_Problem to solve_
Recast every line of the listing below as a Markdown table with the columns Row and Line, numbering the lines in order and omitting blank ones. Do not include the pictures.

Rows from a dataset of box labels
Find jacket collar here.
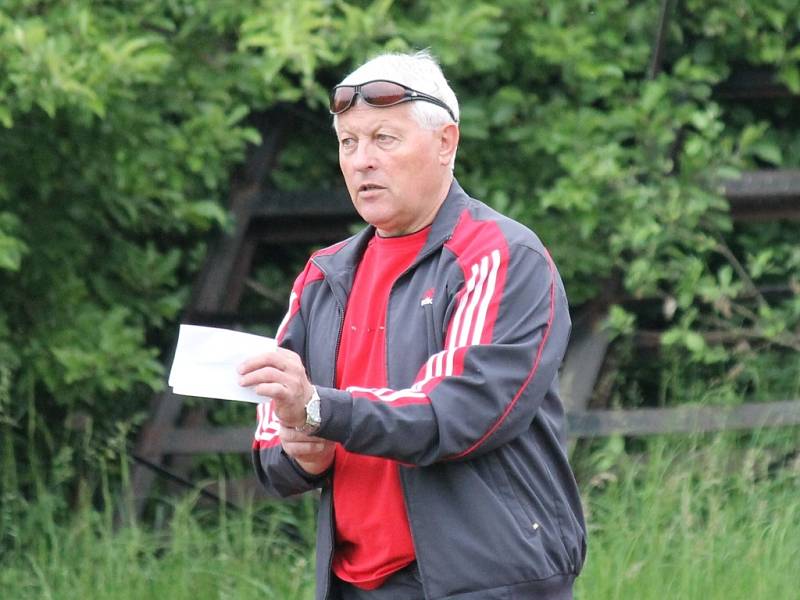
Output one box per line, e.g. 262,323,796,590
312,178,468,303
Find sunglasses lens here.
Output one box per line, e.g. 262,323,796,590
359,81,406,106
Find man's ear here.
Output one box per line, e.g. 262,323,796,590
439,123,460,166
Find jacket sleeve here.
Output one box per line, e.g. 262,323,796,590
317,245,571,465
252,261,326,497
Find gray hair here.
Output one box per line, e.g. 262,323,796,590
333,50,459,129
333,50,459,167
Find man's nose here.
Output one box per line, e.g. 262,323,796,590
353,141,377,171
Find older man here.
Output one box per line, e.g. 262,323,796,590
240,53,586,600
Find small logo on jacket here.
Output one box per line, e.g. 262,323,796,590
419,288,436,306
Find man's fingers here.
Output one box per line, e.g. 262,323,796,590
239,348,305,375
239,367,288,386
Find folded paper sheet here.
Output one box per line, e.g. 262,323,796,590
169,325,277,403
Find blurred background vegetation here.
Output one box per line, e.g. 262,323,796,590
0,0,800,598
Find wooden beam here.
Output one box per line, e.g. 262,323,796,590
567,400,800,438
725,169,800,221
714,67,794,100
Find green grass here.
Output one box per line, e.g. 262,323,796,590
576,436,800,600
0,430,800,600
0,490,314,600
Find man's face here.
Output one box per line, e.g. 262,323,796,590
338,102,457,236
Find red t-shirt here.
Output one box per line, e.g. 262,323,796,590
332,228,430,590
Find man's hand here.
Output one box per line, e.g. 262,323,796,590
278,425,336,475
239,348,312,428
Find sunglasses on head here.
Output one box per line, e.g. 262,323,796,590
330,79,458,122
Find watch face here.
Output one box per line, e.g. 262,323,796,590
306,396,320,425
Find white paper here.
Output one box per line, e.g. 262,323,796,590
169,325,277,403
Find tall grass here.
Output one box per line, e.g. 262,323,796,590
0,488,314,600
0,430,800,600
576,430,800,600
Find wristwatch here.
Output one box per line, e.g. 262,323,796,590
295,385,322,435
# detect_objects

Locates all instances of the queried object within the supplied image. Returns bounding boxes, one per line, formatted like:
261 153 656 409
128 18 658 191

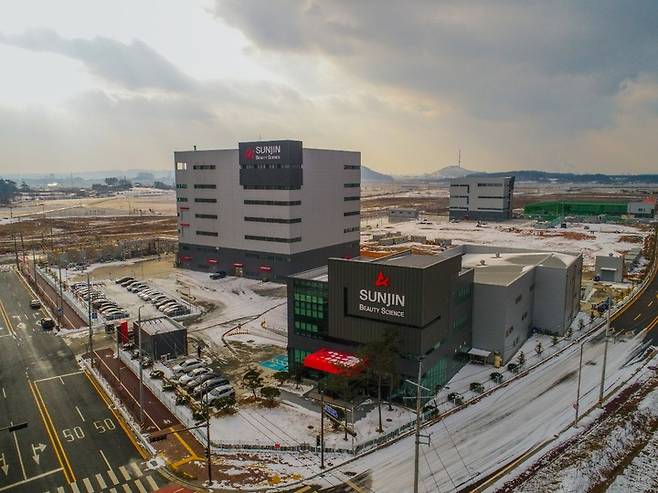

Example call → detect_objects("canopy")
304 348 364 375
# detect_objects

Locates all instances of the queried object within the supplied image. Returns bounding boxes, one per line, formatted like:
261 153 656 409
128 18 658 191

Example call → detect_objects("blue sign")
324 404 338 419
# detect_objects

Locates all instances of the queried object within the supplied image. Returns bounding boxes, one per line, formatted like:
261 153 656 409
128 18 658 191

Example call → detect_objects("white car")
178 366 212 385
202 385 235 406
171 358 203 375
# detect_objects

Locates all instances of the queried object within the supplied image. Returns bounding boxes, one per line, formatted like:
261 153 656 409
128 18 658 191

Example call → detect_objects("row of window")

_Written response_
| Row | Line |
|---|---|
| 1 | Find jacket collar here. |
| 2 | Output one box per line, e.g. 262,323,796,590 |
| 3 | 312,178,468,303 |
| 4 | Find sunglasses lens here. |
| 5 | Output one box per line, e.g. 262,323,796,590 |
| 6 | 359,81,406,106 |
| 7 | Find man's ear here. |
| 8 | Output one box per line, e.g. 262,323,796,590 |
| 9 | 439,123,460,166 |
| 10 | Find jacket sleeve here. |
| 11 | Output one box per line, e.g. 262,323,796,590 |
| 12 | 317,245,571,465 |
| 13 | 252,261,326,497 |
| 14 | Find gray hair here. |
| 15 | Output one box per line, e.g. 262,323,796,590 |
| 16 | 333,50,459,129 |
| 17 | 333,50,459,167 |
| 18 | Find man's nose here. |
| 19 | Output one box per line, e.g. 262,323,796,590 |
| 20 | 353,141,377,171 |
| 21 | Find older man here. |
| 22 | Output one box per line, e.g. 262,323,796,590 |
| 23 | 240,53,586,600 |
| 24 | Find small logo on jacket here. |
| 25 | Output one box per line, e.g. 262,323,796,590 |
| 26 | 419,288,436,306 |
| 27 | Find man's fingers here. |
| 28 | Output one box per line, e.g. 262,323,796,590 |
| 29 | 239,348,305,375 |
| 30 | 239,367,288,386 |
| 31 | Find folded paper sheet here. |
| 32 | Output one box per line, e.g. 262,323,796,590 |
| 33 | 169,325,277,403 |
| 34 | Find blurred background vegetation here. |
| 35 | Output one box per line, e.g. 262,323,796,590 |
| 36 | 0,0,800,598 |
| 37 | Find wooden beam here. |
| 38 | Output one box per line, e.g. 262,323,796,590 |
| 39 | 567,400,800,438 |
| 40 | 725,169,800,221 |
| 41 | 714,67,794,100 |
| 42 | Find green grass here. |
| 43 | Output one box per line, e.g. 262,323,796,590 |
| 44 | 576,436,800,600 |
| 45 | 0,430,800,600 |
| 46 | 0,490,314,600 |
| 47 | Find man's face here. |
| 48 | Output one box per line, e.g. 262,323,796,590 |
| 49 | 338,102,457,236 |
| 50 | Find red t-shirt here. |
| 51 | Output one box per line, e.g. 262,323,796,590 |
| 52 | 332,228,430,590 |
| 53 | Find man's hand here. |
| 54 | Output one box per line, e.g. 262,323,796,590 |
| 55 | 278,425,336,475 |
| 56 | 239,348,312,428 |
| 57 | Find sunglasses on head here. |
| 58 | Output one box per line, e.g. 262,323,796,590 |
| 59 | 330,79,458,122 |
| 60 | Find watch face here. |
| 61 | Output one box per line, e.g. 262,323,796,590 |
| 62 | 306,396,320,425 |
| 63 | Find white paper here. |
| 64 | Output one box per line, e.g. 262,323,796,590 |
| 65 | 169,325,277,403 |
| 66 | Find tall grass here. |
| 67 | Output one box per line, e.g. 262,323,796,590 |
| 68 | 0,488,314,600 |
| 69 | 0,430,800,600 |
| 70 | 576,430,800,600 |
| 71 | Find wristwatch here. |
| 72 | Output one box per line, e.g. 262,323,796,590 |
| 73 | 295,385,322,435 |
| 74 | # detect_objects |
| 75 | Locates all instances of the queried object within the supplied image. Returns bounding boxes, one per line, formatted like: |
| 76 | 261 153 656 409 |
| 77 | 128 18 658 191 |
| 78 | Example call → detect_objects("canopy") |
| 79 | 304 348 364 375 |
| 80 | # detect_objects |
| 81 | Locates all instances of the queried object within the supplied image. Returns bounding boxes, one per line, formatted like: |
| 82 | 261 153 656 409 |
| 83 | 128 18 658 191 |
| 84 | Example call → detect_objects("blue sign") |
| 85 | 324 404 338 419 |
| 86 | # detect_objects |
| 87 | Locates all instances of the queried object within the supplied image. Returns bounding boxes, one per line, formatted like: |
| 88 | 261 153 656 409 |
| 89 | 128 18 658 191 |
| 90 | Example call → detect_objects("white car") |
| 91 | 178 366 212 385 |
| 92 | 202 385 235 406 |
| 93 | 171 358 203 375 |
| 94 | # detect_objects |
| 95 | Locates all instances of the queried object within the supplied image. Returns bounding boxes, one per line, formatted like: |
| 96 | 261 153 656 409 |
| 97 | 128 18 658 191 |
| 98 | Example call → detect_objects("row of window") |